#### REQUIREMENT
In the listing below, a line holding "pick out the silver" and a line holding "pick out the pointed" mark the range. Retype both exactly, with all lines between them.

..........

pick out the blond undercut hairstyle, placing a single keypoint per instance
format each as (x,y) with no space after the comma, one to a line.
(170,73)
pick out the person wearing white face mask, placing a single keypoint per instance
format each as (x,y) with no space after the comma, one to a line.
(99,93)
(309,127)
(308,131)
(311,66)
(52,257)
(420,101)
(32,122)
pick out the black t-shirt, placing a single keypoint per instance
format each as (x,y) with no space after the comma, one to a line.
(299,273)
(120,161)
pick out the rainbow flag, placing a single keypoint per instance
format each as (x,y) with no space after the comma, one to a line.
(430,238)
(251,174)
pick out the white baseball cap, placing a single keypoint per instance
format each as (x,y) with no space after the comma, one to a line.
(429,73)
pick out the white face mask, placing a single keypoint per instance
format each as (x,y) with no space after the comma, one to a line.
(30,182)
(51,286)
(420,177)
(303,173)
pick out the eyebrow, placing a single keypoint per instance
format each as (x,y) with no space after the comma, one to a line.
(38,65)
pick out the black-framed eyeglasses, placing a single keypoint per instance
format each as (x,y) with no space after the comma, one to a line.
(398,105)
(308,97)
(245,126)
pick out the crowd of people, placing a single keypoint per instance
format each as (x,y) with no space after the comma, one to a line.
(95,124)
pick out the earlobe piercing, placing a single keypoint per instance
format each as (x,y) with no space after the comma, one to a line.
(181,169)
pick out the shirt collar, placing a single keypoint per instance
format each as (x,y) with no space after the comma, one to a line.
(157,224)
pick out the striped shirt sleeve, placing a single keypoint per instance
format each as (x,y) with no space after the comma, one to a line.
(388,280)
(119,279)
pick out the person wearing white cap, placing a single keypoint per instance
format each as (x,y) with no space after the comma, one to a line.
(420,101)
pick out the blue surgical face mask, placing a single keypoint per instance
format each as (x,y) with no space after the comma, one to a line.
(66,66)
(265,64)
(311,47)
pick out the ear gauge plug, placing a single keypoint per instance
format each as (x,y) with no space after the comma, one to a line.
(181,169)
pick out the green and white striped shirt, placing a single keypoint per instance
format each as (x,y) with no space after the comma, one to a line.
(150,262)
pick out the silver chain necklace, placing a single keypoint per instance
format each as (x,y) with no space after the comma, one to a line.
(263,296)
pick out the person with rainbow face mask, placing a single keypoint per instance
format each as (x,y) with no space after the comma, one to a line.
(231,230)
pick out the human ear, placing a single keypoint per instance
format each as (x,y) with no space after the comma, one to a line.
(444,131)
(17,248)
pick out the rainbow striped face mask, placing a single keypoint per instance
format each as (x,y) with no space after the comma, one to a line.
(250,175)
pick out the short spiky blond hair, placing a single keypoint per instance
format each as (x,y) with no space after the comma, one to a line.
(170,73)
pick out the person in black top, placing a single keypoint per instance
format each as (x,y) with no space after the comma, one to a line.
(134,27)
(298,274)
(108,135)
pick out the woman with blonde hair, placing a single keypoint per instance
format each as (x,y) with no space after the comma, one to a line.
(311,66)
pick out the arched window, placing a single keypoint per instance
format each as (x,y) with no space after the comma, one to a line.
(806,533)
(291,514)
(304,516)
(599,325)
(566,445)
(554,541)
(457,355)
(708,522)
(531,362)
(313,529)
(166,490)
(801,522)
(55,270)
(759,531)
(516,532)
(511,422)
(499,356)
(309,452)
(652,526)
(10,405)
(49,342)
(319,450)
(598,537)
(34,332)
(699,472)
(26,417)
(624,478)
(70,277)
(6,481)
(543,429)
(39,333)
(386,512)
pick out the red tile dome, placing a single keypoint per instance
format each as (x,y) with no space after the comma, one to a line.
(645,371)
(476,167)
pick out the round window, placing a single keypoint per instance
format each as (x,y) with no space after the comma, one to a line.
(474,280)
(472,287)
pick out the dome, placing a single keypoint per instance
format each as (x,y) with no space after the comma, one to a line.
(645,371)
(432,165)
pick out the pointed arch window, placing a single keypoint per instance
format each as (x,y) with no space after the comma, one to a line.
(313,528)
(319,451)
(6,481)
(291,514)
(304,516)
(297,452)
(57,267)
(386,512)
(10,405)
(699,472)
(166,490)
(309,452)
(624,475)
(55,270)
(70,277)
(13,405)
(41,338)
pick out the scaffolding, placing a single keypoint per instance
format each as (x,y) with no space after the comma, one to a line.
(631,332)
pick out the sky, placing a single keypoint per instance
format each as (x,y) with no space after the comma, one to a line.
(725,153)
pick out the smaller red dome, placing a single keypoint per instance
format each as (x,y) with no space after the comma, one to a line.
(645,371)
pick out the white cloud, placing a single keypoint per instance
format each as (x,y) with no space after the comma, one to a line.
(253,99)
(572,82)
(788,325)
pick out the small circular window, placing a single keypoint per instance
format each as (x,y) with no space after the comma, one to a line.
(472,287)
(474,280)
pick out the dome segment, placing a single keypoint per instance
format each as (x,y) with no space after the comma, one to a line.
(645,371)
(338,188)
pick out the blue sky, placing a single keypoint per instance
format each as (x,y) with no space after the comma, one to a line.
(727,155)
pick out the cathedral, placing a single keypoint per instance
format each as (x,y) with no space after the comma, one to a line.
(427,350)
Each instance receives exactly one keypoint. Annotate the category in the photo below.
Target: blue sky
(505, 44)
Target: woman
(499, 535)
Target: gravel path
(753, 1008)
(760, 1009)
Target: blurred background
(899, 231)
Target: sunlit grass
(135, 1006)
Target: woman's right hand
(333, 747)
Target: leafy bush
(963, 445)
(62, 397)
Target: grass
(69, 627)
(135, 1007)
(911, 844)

..........

#### OUTPUT OF THE TASK
pick out the silver chain necklace, placing a single keypoint per instance
format each as (x,y) with no space after the comma, one to a line.
(263,296)
pick out the person with rainbow face mask, placing a single keypoint per instance
format each as (x,y) with no space after the comma, one to a line.
(231,230)
pick out the human ear, placing a single keypoint per instance
format each as (x,y) with no space after the comma, one to a line.
(444,131)
(17,248)
pick out the rainbow striped face mask, placing a single keypoint per instance
format each as (x,y) with no space after the comma, one to a line.
(250,175)
pick out the short spiky blond hair, placing a single keypoint per instance
format each as (x,y) with no space after the comma, one to a line.
(170,73)
pick out the person in black top, placing a single keypoint per instance
format each as (x,y) with no space after the comma, one to a line.
(134,27)
(298,274)
(108,135)
pick out the woman with blonde hair, placing a single keypoint per instance
format each as (x,y) with no space after the comma, one to a line.
(311,66)
pick out the arched window, placing a single keypoint per instance
format each as (x,y) with no space after the comma, one to a line.
(806,533)
(291,514)
(304,516)
(599,325)
(566,445)
(554,541)
(457,355)
(708,522)
(531,362)
(313,529)
(166,490)
(801,522)
(55,270)
(759,531)
(516,532)
(511,422)
(499,356)
(309,452)
(652,526)
(10,405)
(49,342)
(319,450)
(598,537)
(34,332)
(699,472)
(26,417)
(624,478)
(70,277)
(6,481)
(543,429)
(39,333)
(386,512)
pick out the red tile dome, placing a single keypoint per instance
format each as (x,y) with no space after the comma, one to a line.
(645,371)
(476,167)
pick out the round window, placing a single keypoint per instance
format each as (x,y) with no space after the comma, one to a line.
(474,280)
(472,287)
pick out the dome, placing a single keypoint per instance
format each as (x,y) with no space after the comma, one to a line.
(645,371)
(432,165)
pick out the pointed arch window, placing a single keypoint per instance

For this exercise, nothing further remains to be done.